◆ Action item
Transcribe, exactly as they appear, only the lines from the one holding "negative clicks: (630, 826) (581, 708)" through the end of the entries below.

[Stored records]
----------------------------------------

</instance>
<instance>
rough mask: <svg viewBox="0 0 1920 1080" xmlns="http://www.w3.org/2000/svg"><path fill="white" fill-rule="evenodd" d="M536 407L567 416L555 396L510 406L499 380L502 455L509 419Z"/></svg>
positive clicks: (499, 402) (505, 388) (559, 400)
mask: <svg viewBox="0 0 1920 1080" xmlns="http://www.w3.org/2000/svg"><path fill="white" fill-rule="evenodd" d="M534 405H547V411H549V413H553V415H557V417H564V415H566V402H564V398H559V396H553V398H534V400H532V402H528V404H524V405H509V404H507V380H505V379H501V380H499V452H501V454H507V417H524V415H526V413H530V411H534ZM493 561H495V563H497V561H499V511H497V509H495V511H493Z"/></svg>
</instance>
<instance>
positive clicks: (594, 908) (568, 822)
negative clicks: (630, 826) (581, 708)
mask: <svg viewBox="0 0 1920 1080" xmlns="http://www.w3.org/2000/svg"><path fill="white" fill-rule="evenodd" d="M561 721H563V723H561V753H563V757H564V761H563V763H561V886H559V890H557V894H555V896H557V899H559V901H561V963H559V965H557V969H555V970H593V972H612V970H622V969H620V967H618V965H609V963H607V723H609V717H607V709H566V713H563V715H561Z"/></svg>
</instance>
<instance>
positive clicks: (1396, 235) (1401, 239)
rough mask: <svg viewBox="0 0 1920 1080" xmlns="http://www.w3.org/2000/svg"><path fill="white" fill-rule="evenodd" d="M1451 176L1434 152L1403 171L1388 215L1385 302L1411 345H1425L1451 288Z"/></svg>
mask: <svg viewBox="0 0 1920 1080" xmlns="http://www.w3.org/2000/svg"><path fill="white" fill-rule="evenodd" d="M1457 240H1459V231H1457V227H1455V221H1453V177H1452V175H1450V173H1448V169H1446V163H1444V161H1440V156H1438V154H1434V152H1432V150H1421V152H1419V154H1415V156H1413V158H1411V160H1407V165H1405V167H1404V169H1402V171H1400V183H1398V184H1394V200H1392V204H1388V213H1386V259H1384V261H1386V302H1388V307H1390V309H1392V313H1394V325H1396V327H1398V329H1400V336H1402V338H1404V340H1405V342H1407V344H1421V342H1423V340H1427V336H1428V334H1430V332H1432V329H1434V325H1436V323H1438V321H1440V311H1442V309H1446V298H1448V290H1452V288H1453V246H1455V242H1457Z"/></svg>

----------------------------------------

◆ Exercise response
negative clicks: (630, 826) (581, 708)
mask: <svg viewBox="0 0 1920 1080" xmlns="http://www.w3.org/2000/svg"><path fill="white" fill-rule="evenodd" d="M561 721H563V723H561V753H563V757H564V761H563V763H561V886H559V890H557V894H555V896H557V899H559V901H561V963H559V965H557V969H555V970H593V972H612V970H622V969H620V967H618V965H609V963H607V723H609V717H607V709H566V713H563V715H561Z"/></svg>
</instance>
<instance>
positive clicks: (1396, 235) (1401, 239)
rough mask: <svg viewBox="0 0 1920 1080" xmlns="http://www.w3.org/2000/svg"><path fill="white" fill-rule="evenodd" d="M1451 176L1434 152L1403 171L1388 215L1385 302L1411 345H1425L1451 288Z"/></svg>
mask: <svg viewBox="0 0 1920 1080" xmlns="http://www.w3.org/2000/svg"><path fill="white" fill-rule="evenodd" d="M1457 240H1459V231H1457V227H1455V221H1453V177H1452V175H1450V173H1448V169H1446V163H1444V161H1440V156H1438V154H1434V152H1432V150H1421V152H1419V154H1415V156H1413V158H1411V160H1407V165H1405V167H1404V169H1402V171H1400V183H1398V184H1394V200H1392V204H1388V213H1386V259H1384V261H1386V302H1388V307H1390V309H1392V313H1394V325H1396V327H1398V329H1400V336H1402V338H1404V340H1405V342H1407V344H1421V342H1423V340H1427V336H1428V334H1430V332H1432V329H1434V325H1436V323H1438V321H1440V311H1442V309H1446V298H1448V290H1452V288H1453V246H1455V242H1457Z"/></svg>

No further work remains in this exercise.